### Description of the task
Retype all of the entries word for word.

[Extracted records]
** START **
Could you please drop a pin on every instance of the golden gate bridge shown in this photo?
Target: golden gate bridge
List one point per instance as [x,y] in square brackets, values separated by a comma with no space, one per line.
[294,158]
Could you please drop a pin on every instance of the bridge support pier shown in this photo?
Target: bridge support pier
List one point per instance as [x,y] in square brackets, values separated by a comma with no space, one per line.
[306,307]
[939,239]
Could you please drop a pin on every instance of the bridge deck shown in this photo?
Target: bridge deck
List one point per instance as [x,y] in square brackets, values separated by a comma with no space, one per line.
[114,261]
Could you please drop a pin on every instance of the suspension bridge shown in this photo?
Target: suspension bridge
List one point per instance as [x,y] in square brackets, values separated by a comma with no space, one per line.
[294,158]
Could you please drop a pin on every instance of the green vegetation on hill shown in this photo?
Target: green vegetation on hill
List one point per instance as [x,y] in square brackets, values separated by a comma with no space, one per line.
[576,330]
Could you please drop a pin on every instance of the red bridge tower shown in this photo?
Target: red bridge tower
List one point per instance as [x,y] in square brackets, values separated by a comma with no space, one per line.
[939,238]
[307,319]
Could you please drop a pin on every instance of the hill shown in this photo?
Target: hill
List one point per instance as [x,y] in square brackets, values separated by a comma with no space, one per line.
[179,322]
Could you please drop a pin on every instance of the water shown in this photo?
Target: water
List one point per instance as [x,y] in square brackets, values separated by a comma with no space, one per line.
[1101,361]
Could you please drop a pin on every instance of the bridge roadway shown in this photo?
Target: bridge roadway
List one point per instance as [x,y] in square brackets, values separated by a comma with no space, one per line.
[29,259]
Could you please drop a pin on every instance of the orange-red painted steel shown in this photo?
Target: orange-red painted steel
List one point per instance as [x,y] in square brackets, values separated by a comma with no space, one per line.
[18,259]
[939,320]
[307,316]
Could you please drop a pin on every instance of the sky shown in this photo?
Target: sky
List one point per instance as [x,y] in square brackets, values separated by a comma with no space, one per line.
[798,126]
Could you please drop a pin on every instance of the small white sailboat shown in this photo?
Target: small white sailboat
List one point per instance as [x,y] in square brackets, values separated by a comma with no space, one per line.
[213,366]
** END **
### Answer for this exercise
Could you please drop a pin on every instance of the golden gate bridge shown in this photo?
Target: golden gate bridge
List one point per instance as [x,y] in square brackets, values separated by a comma with no space, one per line.
[294,158]
Could you please drop a pin on every instance of the bridge support pier shown in this photo?
Target: bridge support pier
List one point per instance as [x,y] in square brackets, values separated by a comma with no space, one per line.
[306,307]
[939,239]
Could you please drop a pin on every instance of the bridge deck shown in this photo?
Target: bridge deck
List one point per instance as [x,y] in square brackets, values separated by a comma with no space, one per line.
[114,261]
Could you please drop a pin on every instance of the suspension bridge shown in this photo?
Target: suspension bridge
List one point per instance as [x,y] in square brackets, values separated by a comma with no space, one per line.
[294,158]
Could you please drop a pin on every instance of the green vegetation on hill shown in this photo?
Target: green vegetation on hill
List one point per instance as [x,y] in square brackets, values separated by a comma with no space, one per line.
[576,330]
Could you please drop a pin on every instance of the red bridge tower shown in this photo?
Target: red bridge tower
List one point per instance as [x,y] in square brackets, values separated by a comma with no space, one per line.
[939,238]
[307,319]
Could you please drop a pin on every instance of the hill shown in this photo?
Target: hill
List one point per instance as [x,y] in square brackets, values separated by a comma with no space, one per line.
[179,322]
Could you please drop a pin on every instance of the water shown in this photo?
Target: water
List one point per instance as [x,y] in square brackets, values separated by a comma with no space, one per line.
[1101,361]
Could you please drop a pin on every instance of the bridge roadway shown in this photo?
Target: bridge roadway
List one point per instance as [x,y] in square brackets, values separated by a comma with no space, one per line.
[29,259]
Could you please drop a pin on every instance of the orange-red painted steel shown in this photo?
Target: orange-red painted steel
List one point per instance as [x,y] in square brackets, values separated by a comma with no space, one per line.
[18,259]
[939,320]
[307,316]
Could you please drop a pin on every instance of the sky shown in this photo?
Target: sky
List one point per instance as [x,y] in square brackets, values separated by a comma with no space, one per line.
[798,126]
Could you please drop a pin on every instance of the small white sailboat shown in this photo?
Target: small white sailboat
List one point per instance as [x,y] in square brackets, values separated by a comma with no space, one per line.
[213,366]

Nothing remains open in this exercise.